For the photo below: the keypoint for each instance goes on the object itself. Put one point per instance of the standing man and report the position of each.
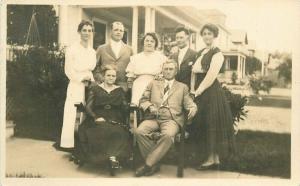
(165, 102)
(117, 53)
(185, 57)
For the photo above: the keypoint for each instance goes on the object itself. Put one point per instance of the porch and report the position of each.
(137, 20)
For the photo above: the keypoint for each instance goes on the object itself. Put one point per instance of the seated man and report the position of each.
(164, 102)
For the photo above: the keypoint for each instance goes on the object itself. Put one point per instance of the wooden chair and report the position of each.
(179, 142)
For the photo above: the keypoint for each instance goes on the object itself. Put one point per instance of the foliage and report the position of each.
(234, 78)
(237, 104)
(37, 84)
(260, 84)
(18, 20)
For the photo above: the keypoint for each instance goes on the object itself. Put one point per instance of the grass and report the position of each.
(259, 153)
(263, 142)
(263, 153)
(23, 175)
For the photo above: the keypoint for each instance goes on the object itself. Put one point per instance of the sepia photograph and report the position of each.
(201, 90)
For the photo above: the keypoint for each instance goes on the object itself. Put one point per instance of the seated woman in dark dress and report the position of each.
(103, 134)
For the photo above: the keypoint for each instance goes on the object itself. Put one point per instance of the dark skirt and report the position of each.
(212, 126)
(97, 142)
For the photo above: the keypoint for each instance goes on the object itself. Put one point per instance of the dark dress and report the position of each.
(110, 138)
(213, 124)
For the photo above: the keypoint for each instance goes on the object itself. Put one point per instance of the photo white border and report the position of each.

========================================================================

# Prompt
Your output must contain exactly the lines from the one containing "grass and report the position of each." to the final line of the data above, and no other text.

# Result below
For the photo above: the keypoint for each instance goes on the object itself. Put one point per instance of the grass and report the position of each.
(259, 153)
(263, 142)
(263, 153)
(23, 175)
For the photo above: the keypoint for each instance goes on the object itself. Put one point per instance of the sepia photograph and report the position of each.
(201, 90)
For the photo above: the keypoint for each instance goes on the object itself. Put one point per instance of the seated woman in dark dress and report the position of each.
(103, 134)
For the photo above: the keypoint for each instance goes on the object itself. Put one point per instance of the dark skirt and report the position of each.
(212, 126)
(97, 142)
For the photo above: the keypoint for each instance goes on the object itself. Put one point per instance of the dark dress and report the position of each.
(110, 138)
(213, 124)
For the photo above: the keypoint for each instance goes on the object itself. Put one point per instance of the photo white border and report the position of each.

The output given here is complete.